Task goal: Reproduce the line that contains "Question. For each instance of the cow in" and every line after it through the end of the records, exactly, with nothing added.

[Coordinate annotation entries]
----
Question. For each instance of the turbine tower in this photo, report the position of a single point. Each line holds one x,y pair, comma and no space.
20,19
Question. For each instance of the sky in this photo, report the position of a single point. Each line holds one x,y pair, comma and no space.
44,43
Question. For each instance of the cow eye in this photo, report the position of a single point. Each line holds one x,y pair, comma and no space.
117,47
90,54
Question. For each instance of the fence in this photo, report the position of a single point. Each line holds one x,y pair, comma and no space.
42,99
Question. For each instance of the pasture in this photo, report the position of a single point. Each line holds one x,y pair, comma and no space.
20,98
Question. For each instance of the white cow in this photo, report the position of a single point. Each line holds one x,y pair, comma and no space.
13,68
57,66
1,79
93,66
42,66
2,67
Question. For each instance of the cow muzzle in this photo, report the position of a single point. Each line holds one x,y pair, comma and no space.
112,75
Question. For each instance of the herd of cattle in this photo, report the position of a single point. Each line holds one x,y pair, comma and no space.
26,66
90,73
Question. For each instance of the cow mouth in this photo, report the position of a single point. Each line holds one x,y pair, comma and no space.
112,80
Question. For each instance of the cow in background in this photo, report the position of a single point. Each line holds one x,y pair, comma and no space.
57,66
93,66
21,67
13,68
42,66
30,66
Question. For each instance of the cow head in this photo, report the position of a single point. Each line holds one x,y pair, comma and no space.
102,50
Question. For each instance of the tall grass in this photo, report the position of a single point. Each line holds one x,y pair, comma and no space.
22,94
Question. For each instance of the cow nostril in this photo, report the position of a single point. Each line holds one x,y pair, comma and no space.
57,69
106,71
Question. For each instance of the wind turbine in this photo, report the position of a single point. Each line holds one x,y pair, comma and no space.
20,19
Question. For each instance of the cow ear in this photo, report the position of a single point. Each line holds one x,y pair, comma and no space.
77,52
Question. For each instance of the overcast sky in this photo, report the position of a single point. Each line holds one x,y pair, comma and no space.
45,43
----
Result of this task:
Question. For each instance of the cow in background in this photo, report the position of a single point. Each line holds one x,y pair, comma and no space.
57,66
93,66
21,67
13,68
42,66
30,66
Question. For each instance of the cow head in this photo, report the position of a single point. Each line holds one x,y pair, comma and no space.
102,50
Question. For each instance of the tall grass in this photo, report the position of a single point. Each line holds one x,y pair, comma and no space.
22,94
Question. For each instance of the cow nostril in this photo, report the position of a single point. Each line holds one x,y pair, comma and no space.
57,69
106,71
Question. For each instance of the wind turbine in this photo, report the position of a single point. Each line holds one x,y pair, comma and no space.
20,19
Question. For each instance of the cow ear in this photo, report the position of a single point. Each line holds one x,y pair, comma and no space.
77,52
Question. For each instance of the overcast sky in this photo, report the position of a single point. Each line holds one x,y pair, comma and no space.
45,43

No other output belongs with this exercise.